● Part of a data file
-------
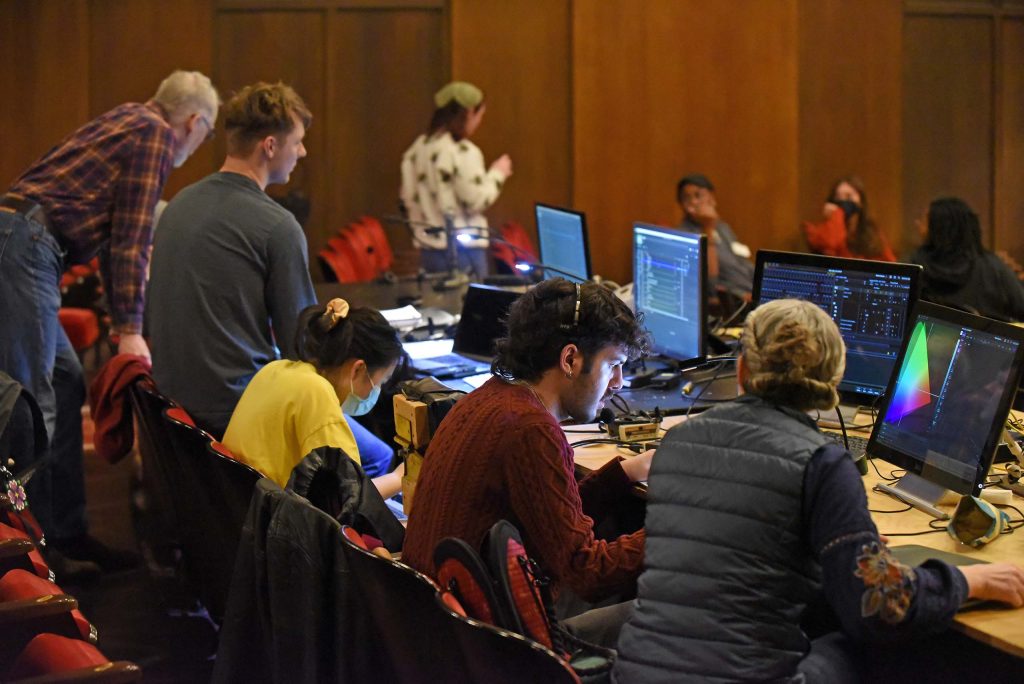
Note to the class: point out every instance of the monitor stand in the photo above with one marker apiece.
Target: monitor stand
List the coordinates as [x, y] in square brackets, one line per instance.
[919, 493]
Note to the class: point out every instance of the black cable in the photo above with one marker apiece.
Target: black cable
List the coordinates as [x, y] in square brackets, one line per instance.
[638, 446]
[927, 531]
[704, 386]
[742, 306]
[842, 425]
[898, 510]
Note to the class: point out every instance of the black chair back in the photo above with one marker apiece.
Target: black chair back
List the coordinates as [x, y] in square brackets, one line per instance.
[500, 656]
[416, 636]
[208, 494]
[159, 521]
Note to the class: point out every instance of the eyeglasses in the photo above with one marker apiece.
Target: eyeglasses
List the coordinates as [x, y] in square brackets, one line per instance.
[210, 133]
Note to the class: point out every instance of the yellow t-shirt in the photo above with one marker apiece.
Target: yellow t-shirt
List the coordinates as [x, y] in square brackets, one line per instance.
[286, 412]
-------
● Given instruction
Restate each entry word for word, leaving out any pictures.

● Expected output
Note to the class: point out every instance of the monitor stand in the photo above with one marker apiece.
Target: monitor stand
List the coordinates as [x, y] in square brackets, one line per instance.
[919, 493]
Note to the class: point out every instance of the black cable in the photo above with one marker apiece.
Target: black cable
List the coordinates as [x, y] in square brackets, one line per instance.
[638, 446]
[927, 531]
[704, 386]
[742, 306]
[842, 425]
[898, 510]
Note to the class: point out every instance of the black chair back in the photo above with one marker apiece.
Target: black chair back
List the coordinates as [x, y] in square brackets, one line per instance.
[500, 656]
[416, 636]
[208, 494]
[159, 521]
Note to the class: point out every instance of the eyeglasses in the photo above with one marker apiece.
Target: eyeglasses
List the coordinates as [x, y] in square brackets, one line per instance.
[210, 133]
Note to the class: point out every instance of the yellow t-shirt in the photo above with one marker apiece.
Target: yellow t-shirt
List the coordinates as [x, y] in square brackets, one line per instance.
[286, 412]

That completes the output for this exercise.